WHAT YOU WILL DO:
1 - Copy the stretch of the chili recipe from "How to make" through "over medium heat.", switching "carrot" to "celery".
2 - According to the chili recipe, how much water is added along with the cooked beans?

TEXT SEGMENT:
+ + +

All this perfect base is mixed with a little olive oil, salt, and lemon juice. we then top it with the cooked black bean chili and vegan cashew sour cream that will give us those perfect Mexican flavors.
How to make vegan black bean chili
Easily. First, fry the spices with the oil on really low heat to open up all the flavors. Then, immediately add the onion, carrot, and garlic. Add the pepper and tomatoes and continue to bring out the flavors for a few more minutes. Finally, we add the cooked beans with about 1 cup of water so that everything cooks together until the liquids are completely reduced. About 20-30 minutes over medium heat.
If you want to use dried beans instead of canned, first soak the black beans the night before. The next day we strain the beans and boiled water in a pot. To cook the beans faster you can use a pressure cooker or add a teaspoon of baking soda into the cooking water.

+ + +

(Stored data entries)
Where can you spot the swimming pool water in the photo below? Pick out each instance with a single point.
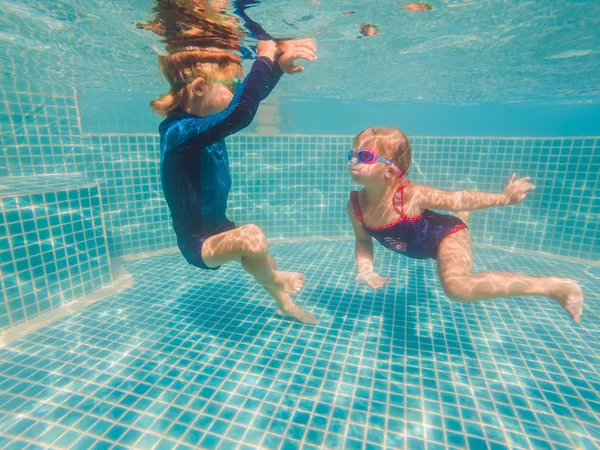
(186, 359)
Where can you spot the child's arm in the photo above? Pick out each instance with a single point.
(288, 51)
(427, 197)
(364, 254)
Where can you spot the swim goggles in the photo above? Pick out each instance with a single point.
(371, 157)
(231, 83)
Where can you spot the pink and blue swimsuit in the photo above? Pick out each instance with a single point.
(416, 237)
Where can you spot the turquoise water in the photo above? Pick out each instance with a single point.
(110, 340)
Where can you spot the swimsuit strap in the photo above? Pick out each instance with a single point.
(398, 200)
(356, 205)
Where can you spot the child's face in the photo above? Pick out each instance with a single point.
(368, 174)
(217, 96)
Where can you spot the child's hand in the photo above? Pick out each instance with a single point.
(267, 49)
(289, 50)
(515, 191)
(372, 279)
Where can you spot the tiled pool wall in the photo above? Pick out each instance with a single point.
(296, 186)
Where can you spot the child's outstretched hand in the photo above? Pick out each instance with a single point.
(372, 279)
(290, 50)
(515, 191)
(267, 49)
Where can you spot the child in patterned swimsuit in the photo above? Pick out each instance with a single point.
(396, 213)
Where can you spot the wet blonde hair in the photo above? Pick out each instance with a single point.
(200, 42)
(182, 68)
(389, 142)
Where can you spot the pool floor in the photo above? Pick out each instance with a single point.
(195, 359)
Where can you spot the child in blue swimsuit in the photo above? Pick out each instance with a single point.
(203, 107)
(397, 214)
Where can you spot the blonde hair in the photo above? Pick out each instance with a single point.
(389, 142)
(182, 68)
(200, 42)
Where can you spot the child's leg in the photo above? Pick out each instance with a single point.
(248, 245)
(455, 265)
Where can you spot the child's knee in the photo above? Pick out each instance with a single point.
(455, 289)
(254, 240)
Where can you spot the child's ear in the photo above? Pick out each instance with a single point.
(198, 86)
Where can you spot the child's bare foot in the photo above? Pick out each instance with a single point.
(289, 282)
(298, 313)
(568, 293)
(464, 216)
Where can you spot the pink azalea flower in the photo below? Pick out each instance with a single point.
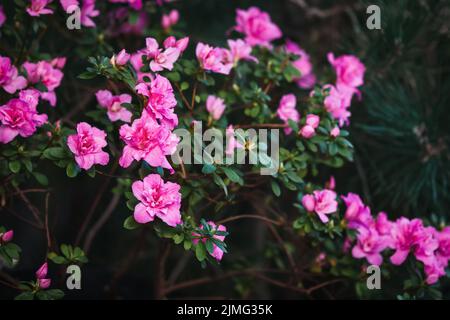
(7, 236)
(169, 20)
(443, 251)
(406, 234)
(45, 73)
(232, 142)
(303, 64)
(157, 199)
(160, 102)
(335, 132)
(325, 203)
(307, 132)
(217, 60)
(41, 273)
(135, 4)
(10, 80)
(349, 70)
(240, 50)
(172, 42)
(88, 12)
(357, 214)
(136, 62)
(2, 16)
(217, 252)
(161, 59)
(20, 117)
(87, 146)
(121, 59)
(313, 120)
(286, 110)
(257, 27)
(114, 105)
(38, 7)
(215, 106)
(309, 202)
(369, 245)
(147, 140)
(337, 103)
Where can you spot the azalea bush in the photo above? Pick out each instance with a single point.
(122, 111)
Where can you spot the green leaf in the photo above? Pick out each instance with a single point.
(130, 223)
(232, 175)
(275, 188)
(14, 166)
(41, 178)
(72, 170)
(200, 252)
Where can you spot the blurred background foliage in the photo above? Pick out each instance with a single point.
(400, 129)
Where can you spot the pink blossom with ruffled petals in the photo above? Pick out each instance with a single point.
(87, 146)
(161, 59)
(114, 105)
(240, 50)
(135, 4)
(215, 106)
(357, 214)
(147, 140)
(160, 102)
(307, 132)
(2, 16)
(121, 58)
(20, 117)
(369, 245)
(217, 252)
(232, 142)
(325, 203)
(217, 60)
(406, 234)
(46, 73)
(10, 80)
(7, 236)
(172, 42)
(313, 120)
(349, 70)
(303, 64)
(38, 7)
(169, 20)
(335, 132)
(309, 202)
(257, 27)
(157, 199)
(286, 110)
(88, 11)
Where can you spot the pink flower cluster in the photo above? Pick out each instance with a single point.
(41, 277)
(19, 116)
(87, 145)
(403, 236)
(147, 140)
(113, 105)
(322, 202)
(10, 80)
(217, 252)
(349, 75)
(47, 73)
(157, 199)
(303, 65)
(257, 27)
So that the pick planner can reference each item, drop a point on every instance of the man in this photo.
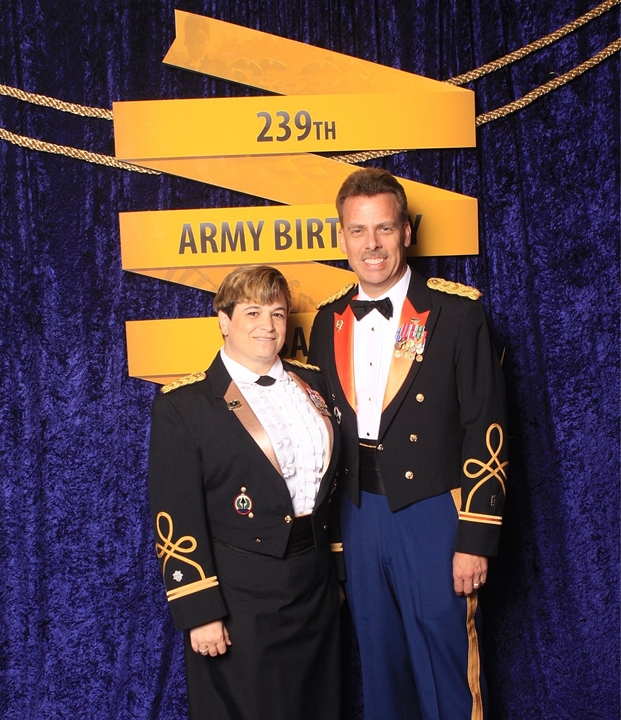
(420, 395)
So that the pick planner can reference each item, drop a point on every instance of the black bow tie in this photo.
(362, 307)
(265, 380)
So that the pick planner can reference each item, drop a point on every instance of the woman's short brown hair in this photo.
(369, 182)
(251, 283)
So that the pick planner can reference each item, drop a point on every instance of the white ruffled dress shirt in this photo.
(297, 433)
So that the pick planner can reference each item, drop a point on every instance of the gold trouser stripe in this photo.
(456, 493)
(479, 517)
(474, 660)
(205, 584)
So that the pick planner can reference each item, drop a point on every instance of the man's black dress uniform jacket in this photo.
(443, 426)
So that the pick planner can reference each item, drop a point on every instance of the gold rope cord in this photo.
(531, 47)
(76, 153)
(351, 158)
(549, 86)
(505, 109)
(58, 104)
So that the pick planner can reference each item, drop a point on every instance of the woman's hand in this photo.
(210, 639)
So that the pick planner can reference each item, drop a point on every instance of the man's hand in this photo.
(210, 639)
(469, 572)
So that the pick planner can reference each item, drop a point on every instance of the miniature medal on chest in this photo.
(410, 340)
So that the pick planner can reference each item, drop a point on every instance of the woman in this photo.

+ + +

ANSWERS IN ORDER:
1 -
How to make vegan black bean chili
Easily. First, fry the spices with the oil on really low heat to open up all the flavors. Then, immediately add the onion, celery, and garlic. Add the pepper and tomatoes and continue to bring out the flavors for a few more minutes. Finally, we add the cooked beans with about 1 cup of water so that everything cooks together until the liquids are completely reduced. About 20-30 minutes over medium heat.

2 - About 1 cup of water.